“Love You Like I Used To”

As music gets raunchier and more sexually explicit, it is refreshing when a young artist produces a genuine, heartfelt declaration of love. The song, “Love You Like I Used To,” by country artist Russel Dickerson, as well as its video, offers a wholesome celebration of marriage and family.

As the song begins, it seems that a man is admitting he does not love his wife as much as he used to:

Girl I’ve always loved you, but something’s changed
Blame it on time, the road or the ride It ain’t the same

It’s a different kind of feeling, not the one I knew
From the sweet of your lips, to how your hand in mine fits
Girl I’ve always loved you but
I don’t love you like I used to

The lyrics then provide a twist:

This gets better every time you kiss me like this
It’s stronger the longer I’m with you
More than every single day before
Didn’t know I could ever love you more
Than I did, but baby I do I don’t love you like I used to

This song is really about a man who loves his wife more and differently as time goes by. The video shows a man who remains faithful to his wife and children, even after being pursued by another woman while he is away on a business trip. This is extremely refreshing, in a time when relationships are seen as fleeting and people are cheered for leaving their spouses to “follow their hearts” and “be true to themselves.” We need more positive examples of marriage and family such as this.

Happily Ever After?
But, like most love songs, this song is more about the feelings of love than the work involved in making a relationship last:

What we got ain’t got no ending, like a band of gold
It’s sweeter with time like strawberry wine It gets as good as it gets old

Oh we thought we knew what it meant back then
But I keep fallin all in higher than I’ve ever been

This is the ideal of marriage and what we all hope for as the years pass. But this, unfortunately, is not the norm. We are constantly told dire divorce statistics, even within the church, and one may wonder if unrealistic expectations are partly responsible. Falling in love is easy; maintaining a healthy relationship is hard. Dating and getting to know a person is fun and exciting. Living with someone, compromising, learning to deal with each other’s faults and weaknesses are all work. None of this is present in the song’s lyrics or seen in the video. Marriage is presented almost like a fairy tale, and “happily ever after” does not simply happen.

Entries in a dataset →
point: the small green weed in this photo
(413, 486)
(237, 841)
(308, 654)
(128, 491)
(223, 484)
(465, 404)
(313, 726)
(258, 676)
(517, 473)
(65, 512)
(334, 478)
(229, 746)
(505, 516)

GIVEN TASK 1 →
Answer these questions about the song review:
(a) Which country artist performs "Love You Like I Used To"?
(b) Where is the man in the video when another woman pursues him?
(c) In the lyrics, what does the singer say the relationship is sweeter with time like?
GIVEN TASK 2 →
Show every line of the entries that contains the string "point", treating uppercase and lowercase as different.

WRITTEN RESPONSE 1 →
(a) Russel Dickerson
(b) Away on a business trip
(c) Strawberry wine

WRITTEN RESPONSE 2 →
point: the small green weed in this photo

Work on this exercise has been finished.